— Estratto scelto —
——————————
Le isole pancreatiche, che contengono le cellule produttrici di insulina, vengono isolate dal pancreas di un donatore e impiantate mediante una semplice procedura di infusione nel fegato del ricevente. Una volta in sede le isole trapiantate iniziano a produrre l’insulina.
Questo il meccanismo di azione del trapianto di isole pancreatiche, una realtà per chi soffre di diabete di tipo 1 e in particolare del cosiddetto “diabete brittle”, ovvero diabete instabile e non controllabile con i farmaci.
Il trapianto di isole pancreatiche è uno dei temi al centro dell’attenzione degli studiosi riuniti a Milano per la dodicesima edizione dell’International Conference of the CTS, il Congresso Mondiale sulle Terapie cellulari. “Il trapianto di isole pancreatiche si è dimostrato efficace, ma abbiamo la necessità di migliorare ancora i risultati clinici del trattamento – spiega Lorenzo Piemonti, Vicedirettore San Raffaele Diabetes Research Institute e Direttore programma trapianto di isole. Alcuni fattori, a partire dall’isolamento delle isole stesse, possono infatti ridurre progressivamente la funzionalità delle isole trapiantate. La ricerca si concentra attualmente sulla risposta infiammatoria che si sviluppa nel paziente immediatamente dopo l’infusione di isole e che ha un’influenza drammatica sulla sopravvivenza delle isole stesse, riducendo del 50 per cento la funzionalità nei primi sette giorni. Reparixin, un inibitore potente e selettivo della chemochina interleuchina 8 identificato nei laboratori italiani di Dompé, è oggi in studio per valutare quanto riesce ad inibire in modo specifico la risposta infiammatoria, preservando così la funzionalità delle isole e, dunque, migliorando l’efficacia della procedura”.
——————————
— Compiti da svolgere —
1. Traduci in inglese questa frase del testo sul trapianto di isole pancreatiche: "Una volta in sede le isole trapiantate iniziano a produrre l’insulina."
2. Prosegui il testo sul trapianto di isole pancreatiche partendo dalla sua ultima frase.
——————————
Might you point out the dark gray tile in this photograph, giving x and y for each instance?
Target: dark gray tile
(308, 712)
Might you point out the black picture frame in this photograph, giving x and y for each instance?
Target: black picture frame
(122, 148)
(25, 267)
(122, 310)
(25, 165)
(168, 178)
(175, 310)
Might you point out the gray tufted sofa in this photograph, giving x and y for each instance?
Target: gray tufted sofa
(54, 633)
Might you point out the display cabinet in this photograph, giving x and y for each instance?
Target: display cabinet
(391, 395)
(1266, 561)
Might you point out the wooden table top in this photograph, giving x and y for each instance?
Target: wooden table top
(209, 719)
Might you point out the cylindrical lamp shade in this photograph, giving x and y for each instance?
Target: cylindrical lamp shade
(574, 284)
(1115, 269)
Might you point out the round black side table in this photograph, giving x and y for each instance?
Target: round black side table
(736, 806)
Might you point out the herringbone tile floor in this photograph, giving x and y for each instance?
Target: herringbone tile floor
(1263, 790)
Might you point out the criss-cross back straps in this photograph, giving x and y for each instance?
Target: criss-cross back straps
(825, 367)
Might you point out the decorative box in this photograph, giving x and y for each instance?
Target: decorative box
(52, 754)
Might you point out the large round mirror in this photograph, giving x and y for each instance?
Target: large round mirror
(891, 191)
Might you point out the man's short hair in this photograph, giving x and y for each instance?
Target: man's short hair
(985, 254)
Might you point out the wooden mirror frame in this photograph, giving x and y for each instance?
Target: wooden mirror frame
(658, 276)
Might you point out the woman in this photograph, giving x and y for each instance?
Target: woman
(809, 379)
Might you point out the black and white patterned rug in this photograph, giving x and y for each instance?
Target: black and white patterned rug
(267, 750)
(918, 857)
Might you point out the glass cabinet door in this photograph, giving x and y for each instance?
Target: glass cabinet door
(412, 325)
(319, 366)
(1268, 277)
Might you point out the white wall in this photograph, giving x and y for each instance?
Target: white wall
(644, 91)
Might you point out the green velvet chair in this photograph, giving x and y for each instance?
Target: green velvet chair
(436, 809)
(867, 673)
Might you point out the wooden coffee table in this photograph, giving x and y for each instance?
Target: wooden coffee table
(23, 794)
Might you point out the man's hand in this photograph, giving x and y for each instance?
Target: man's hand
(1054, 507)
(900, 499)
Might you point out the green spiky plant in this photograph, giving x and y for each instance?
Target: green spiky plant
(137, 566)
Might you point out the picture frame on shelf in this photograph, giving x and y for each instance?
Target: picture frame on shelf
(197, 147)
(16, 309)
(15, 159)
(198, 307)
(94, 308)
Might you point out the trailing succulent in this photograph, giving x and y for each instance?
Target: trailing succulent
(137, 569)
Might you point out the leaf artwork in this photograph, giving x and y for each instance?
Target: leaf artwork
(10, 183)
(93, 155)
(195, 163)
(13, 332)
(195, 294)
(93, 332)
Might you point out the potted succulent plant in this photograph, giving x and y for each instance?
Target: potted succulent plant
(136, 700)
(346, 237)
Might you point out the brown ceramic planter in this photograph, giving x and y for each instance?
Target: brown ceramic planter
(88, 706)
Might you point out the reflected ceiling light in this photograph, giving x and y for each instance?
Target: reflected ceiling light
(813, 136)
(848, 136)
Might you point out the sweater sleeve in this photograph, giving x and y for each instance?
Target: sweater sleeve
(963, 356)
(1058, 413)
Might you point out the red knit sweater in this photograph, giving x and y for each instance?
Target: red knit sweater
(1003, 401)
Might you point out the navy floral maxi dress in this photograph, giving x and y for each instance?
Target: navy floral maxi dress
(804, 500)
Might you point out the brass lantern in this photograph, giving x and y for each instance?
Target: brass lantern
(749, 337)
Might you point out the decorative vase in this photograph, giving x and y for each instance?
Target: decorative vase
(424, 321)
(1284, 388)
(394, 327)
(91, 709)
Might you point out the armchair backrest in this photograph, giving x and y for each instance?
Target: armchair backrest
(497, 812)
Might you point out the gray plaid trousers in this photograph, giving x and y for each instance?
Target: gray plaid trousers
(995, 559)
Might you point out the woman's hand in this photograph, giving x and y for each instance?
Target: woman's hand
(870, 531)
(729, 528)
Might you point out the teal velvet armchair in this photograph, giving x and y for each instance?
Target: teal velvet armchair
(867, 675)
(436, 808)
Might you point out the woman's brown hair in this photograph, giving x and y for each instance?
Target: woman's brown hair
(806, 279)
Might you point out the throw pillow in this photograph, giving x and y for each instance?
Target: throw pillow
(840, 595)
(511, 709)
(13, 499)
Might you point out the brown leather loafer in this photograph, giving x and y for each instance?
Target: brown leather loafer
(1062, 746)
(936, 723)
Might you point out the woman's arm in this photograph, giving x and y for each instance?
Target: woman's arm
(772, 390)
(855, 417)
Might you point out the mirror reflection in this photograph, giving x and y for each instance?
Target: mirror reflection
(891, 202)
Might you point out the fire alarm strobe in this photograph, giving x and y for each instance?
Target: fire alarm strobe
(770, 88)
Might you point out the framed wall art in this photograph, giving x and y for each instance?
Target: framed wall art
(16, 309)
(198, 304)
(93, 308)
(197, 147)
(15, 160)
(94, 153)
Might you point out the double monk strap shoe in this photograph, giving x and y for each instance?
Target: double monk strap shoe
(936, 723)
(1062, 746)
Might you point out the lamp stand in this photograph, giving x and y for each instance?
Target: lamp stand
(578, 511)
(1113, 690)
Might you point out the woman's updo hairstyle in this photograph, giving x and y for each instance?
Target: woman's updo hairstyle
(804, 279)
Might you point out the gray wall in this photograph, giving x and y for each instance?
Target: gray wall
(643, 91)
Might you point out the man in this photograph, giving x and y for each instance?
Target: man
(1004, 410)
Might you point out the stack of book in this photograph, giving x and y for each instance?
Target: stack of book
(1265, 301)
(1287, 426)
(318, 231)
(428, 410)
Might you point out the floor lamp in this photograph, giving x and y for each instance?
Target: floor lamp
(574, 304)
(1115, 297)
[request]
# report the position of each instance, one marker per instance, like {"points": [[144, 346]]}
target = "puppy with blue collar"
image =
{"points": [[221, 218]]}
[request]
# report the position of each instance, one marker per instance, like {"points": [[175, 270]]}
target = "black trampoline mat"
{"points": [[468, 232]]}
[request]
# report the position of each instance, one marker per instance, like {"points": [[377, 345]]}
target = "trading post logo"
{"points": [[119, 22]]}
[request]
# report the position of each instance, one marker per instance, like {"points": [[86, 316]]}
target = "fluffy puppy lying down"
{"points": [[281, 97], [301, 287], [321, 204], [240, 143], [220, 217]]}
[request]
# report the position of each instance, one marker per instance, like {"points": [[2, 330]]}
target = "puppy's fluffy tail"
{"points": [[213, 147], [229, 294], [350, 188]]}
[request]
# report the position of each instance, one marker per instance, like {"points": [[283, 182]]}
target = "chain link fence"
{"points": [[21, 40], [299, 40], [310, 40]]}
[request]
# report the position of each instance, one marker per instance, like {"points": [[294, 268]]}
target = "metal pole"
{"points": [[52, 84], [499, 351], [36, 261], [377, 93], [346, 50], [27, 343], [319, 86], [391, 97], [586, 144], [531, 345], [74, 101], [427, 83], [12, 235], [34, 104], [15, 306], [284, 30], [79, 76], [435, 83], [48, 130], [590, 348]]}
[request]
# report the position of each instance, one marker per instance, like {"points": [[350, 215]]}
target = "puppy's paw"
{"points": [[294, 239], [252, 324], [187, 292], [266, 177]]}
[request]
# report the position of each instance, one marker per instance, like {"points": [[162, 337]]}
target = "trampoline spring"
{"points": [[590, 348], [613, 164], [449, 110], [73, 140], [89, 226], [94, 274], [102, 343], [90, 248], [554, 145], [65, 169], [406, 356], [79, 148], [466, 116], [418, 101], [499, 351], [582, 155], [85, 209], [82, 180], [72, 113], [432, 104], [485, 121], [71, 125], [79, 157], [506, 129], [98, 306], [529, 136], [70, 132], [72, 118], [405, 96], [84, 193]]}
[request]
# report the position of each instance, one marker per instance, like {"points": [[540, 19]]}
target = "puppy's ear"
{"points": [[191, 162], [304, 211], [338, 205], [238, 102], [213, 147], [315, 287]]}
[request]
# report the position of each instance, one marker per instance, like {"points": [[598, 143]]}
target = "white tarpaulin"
——————————
— Risposte per punto —
1. Once in place, the transplanted islets begin to produce insulin.

2.
L’innovazione nella ricerca, quindi, parte proprio dall’Italia. E più in particolare dal Polo Dompé de L’Aquila, dove viene prodotta la molecola. Lo studio clinico di Fase III randomizzato, multicentrico e in doppio cieco, mira a valutare l’efficacia del farmaco nel migliorare l’efficienza del trapianto di isole, proteggendo funzionalità e sopravvivenza delle cellule trapiantate, e nell’aumentare la percentuale di pazienti che raggiungeranno l’indipendenza dall’insulina grazie alla terapia.
“Nella lotta al diabete di tipo 1, che colpisce 20 milioni di persone nel mondo, la ricerca gioca un ruolo fondamentale e il trapianto di isole pancreatiche rappresenta un’efficace prospettiva di cura, soprattutto se grazie all’impiego di Reparixin potremo perfezionare i risultati di questo approccio – precisa Camillo Ricordi, Direttore Diabetes Research Institute di Miami. L’obiettivo deve essere chiaro: giungere ad una cura definitiva che possa liberare i pazienti dalla necessità di ricorrere al trattamento insulinico, peraltro fondamentale oggi per assicurare il controllo metabolico”.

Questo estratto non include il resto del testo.